## What is needed
Rewrite the stretch of data from the line containing "slope in the photo above." through the end of the data as a numbered list, leaving out any blank lines.

Object pointing data rows
· · · · ·

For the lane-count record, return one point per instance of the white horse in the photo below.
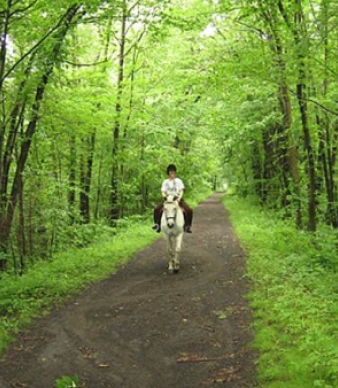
(172, 226)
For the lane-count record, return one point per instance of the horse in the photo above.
(172, 226)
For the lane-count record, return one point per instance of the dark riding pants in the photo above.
(187, 211)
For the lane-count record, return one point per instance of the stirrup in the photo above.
(156, 228)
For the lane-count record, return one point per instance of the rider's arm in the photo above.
(180, 195)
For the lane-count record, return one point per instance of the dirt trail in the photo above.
(145, 328)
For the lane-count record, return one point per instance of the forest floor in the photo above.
(146, 328)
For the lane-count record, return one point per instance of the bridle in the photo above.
(170, 217)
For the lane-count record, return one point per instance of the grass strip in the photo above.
(48, 282)
(294, 298)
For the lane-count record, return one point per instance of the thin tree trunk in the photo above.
(7, 220)
(114, 210)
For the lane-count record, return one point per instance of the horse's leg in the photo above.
(178, 249)
(170, 254)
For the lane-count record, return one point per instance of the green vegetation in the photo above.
(294, 299)
(67, 382)
(49, 282)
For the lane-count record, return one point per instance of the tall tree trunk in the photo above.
(86, 177)
(301, 42)
(114, 209)
(72, 175)
(7, 219)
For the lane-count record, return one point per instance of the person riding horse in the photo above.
(174, 186)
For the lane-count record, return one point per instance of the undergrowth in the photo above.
(49, 282)
(294, 299)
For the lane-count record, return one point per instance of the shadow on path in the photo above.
(145, 328)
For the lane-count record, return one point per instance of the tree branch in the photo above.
(318, 104)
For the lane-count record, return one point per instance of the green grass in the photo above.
(50, 282)
(294, 276)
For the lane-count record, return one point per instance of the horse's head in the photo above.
(170, 209)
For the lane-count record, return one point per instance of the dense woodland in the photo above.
(97, 97)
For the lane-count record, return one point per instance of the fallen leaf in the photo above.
(103, 365)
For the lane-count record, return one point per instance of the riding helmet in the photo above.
(171, 167)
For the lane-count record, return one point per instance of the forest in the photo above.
(97, 97)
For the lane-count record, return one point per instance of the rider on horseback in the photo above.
(174, 186)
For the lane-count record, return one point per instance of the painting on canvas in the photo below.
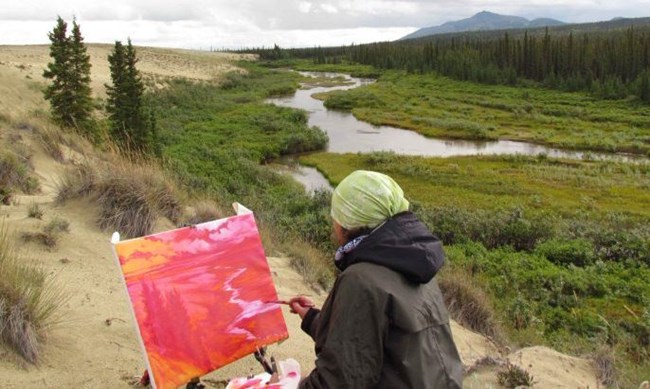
(200, 297)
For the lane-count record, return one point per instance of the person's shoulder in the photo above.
(368, 273)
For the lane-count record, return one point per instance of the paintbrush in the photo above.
(285, 302)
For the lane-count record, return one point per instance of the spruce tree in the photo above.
(132, 126)
(82, 105)
(69, 91)
(58, 92)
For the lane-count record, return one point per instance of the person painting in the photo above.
(384, 324)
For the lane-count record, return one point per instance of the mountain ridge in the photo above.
(483, 21)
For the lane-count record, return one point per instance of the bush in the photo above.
(131, 196)
(513, 376)
(310, 263)
(492, 228)
(579, 252)
(14, 175)
(467, 303)
(34, 211)
(49, 236)
(29, 302)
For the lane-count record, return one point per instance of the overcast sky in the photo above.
(205, 24)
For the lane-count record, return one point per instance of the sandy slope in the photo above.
(96, 346)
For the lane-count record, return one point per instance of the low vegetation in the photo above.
(131, 195)
(35, 211)
(513, 376)
(15, 176)
(30, 302)
(436, 106)
(218, 138)
(50, 234)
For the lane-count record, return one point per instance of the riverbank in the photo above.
(561, 247)
(438, 107)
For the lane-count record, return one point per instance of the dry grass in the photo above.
(34, 211)
(49, 235)
(29, 301)
(15, 175)
(131, 195)
(468, 304)
(605, 364)
(310, 263)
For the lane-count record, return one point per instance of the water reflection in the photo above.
(349, 135)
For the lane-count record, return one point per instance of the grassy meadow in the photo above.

· · · · ·

## Response
1. For the lane-count record, return one point per instance of the sandy slope in the photo above.
2. (96, 346)
3. For the lane-count record, return one point per instance of the low vegetation in the photo above.
4. (131, 195)
5. (35, 211)
6. (513, 376)
7. (15, 176)
8. (30, 302)
9. (436, 106)
10. (218, 138)
11. (50, 234)
12. For the lane-count record, return one point per instance of the riverbank in the photo above.
13. (561, 247)
14. (438, 107)
15. For the lane-count record, return one point per instance of the dry grass in the photo above.
16. (34, 211)
17. (49, 235)
18. (29, 301)
19. (15, 175)
20. (131, 195)
21. (468, 304)
22. (605, 364)
23. (310, 263)
24. For the lane-count record, return one point per instance of the water reflection in the photo above.
25. (349, 135)
26. For the lane-count record, return one point per instance of the grassy meadow in the photo above.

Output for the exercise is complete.